Provide the material again, with every line intact and exact.

○ ○ ○ ○ ○

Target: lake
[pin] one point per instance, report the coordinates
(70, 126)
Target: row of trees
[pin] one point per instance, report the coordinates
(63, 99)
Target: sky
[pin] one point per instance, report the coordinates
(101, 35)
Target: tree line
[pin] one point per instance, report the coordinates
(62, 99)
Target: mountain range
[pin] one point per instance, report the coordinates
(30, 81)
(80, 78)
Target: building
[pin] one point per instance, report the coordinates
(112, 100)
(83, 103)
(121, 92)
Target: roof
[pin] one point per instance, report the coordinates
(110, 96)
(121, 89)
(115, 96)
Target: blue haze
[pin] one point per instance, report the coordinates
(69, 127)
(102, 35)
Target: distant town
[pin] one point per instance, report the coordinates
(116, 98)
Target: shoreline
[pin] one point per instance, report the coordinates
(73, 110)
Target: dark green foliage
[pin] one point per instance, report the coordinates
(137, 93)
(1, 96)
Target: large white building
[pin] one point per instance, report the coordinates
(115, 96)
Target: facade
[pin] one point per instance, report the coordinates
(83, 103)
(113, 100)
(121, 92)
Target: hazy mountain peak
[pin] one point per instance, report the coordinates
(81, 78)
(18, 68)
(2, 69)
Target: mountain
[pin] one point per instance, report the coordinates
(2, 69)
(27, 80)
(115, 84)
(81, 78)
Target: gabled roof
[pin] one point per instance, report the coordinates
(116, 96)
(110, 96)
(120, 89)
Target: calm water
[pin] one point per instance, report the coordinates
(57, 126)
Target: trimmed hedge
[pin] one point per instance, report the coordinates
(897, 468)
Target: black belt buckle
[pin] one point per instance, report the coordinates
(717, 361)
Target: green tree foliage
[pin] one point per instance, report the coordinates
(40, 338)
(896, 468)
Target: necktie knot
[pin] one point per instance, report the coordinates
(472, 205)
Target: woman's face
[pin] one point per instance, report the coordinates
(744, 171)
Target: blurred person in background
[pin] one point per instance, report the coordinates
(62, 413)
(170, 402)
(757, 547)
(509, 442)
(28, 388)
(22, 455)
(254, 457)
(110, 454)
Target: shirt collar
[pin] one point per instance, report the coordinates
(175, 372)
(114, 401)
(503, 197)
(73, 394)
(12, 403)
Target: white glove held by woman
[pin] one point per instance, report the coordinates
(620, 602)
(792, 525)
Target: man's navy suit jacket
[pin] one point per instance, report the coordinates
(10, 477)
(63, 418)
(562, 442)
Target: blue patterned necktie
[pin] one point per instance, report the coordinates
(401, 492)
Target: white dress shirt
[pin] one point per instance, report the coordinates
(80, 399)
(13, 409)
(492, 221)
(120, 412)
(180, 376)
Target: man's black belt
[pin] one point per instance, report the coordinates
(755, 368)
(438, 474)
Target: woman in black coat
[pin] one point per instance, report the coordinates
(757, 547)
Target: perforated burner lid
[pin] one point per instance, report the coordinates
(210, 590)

○ ○ ○ ○ ○

(RESPONSE AREA)
Target: lake
[pin] one point per instance, report the coordinates
(70, 126)
Target: row of trees
[pin] one point per instance, report the coordinates
(63, 99)
Target: sky
[pin] one point per instance, report the coordinates
(101, 35)
Target: tree line
[pin] one point per instance, report the coordinates
(62, 99)
Target: mountain range
[pin] one point per instance, report the coordinates
(30, 81)
(80, 78)
Target: building
[pin] one point per instance, report the coordinates
(112, 100)
(83, 103)
(121, 92)
Target: roof
[pin] one point per instance, report the coordinates
(110, 96)
(121, 89)
(115, 96)
Target: blue haze
[pin] one point per instance, report the coordinates
(69, 127)
(102, 35)
Target: distant town
[pin] one point per instance, report the coordinates
(116, 98)
Target: shoreline
[pin] one point per instance, report the coordinates
(73, 110)
Target: dark green foliage
[pin] one point per instance, report the coordinates
(137, 93)
(1, 96)
Target: large white building
[pin] one point per instance, report the coordinates
(115, 96)
Target: facade
[pin] one point per instance, report the coordinates
(83, 103)
(113, 100)
(121, 92)
Target: hazy mountain peak
[pin] one point per instance, report the coordinates
(81, 78)
(18, 68)
(2, 69)
Target: mountain
[pin] one point per instance, report the coordinates
(2, 69)
(27, 80)
(115, 84)
(81, 78)
Target: gabled roof
[pin] one point per instance, report the coordinates
(116, 96)
(110, 96)
(120, 89)
Target: calm water
[pin] one point per instance, report the coordinates
(57, 126)
Target: trimmed hedge
[pin] one point per instance, report the coordinates
(897, 468)
Target: black belt buckle
[pin] one point per instance, report the coordinates
(717, 361)
Target: green tree foliage
[pin] one point per instance, report the coordinates
(40, 338)
(896, 468)
Target: necktie knot
[pin] one point per instance, report the coordinates
(472, 205)
Target: woman's face
[pin] one point per instance, report the coordinates
(744, 171)
Target: blurred person in background
[pin] one point per instance, report the coordinates
(62, 413)
(170, 402)
(757, 547)
(509, 442)
(28, 388)
(22, 455)
(254, 457)
(110, 454)
Target: shirt collar
[pin] one point per instance, report the coordinates
(175, 372)
(114, 401)
(503, 197)
(73, 394)
(12, 403)
Target: white glove held by woman
[pin] one point per instance, report the coordinates
(620, 602)
(792, 525)
Target: man's navy suit jacket
[pin] one point per instance, report the coordinates
(10, 477)
(63, 418)
(562, 442)
Target: blue patterned necktie
[pin] one point per instance, report the coordinates
(401, 492)
Target: white dress shirt
[pin] one point per instance, report the coordinates
(80, 399)
(13, 409)
(492, 221)
(120, 412)
(180, 376)
Target: man's black belt
[pin] one point per instance, report the coordinates
(755, 368)
(438, 474)
Target: woman in black coat
[pin] one point per instance, report the coordinates
(757, 547)
Target: perforated burner lid
[pin] one point per instance, report the coordinates
(210, 590)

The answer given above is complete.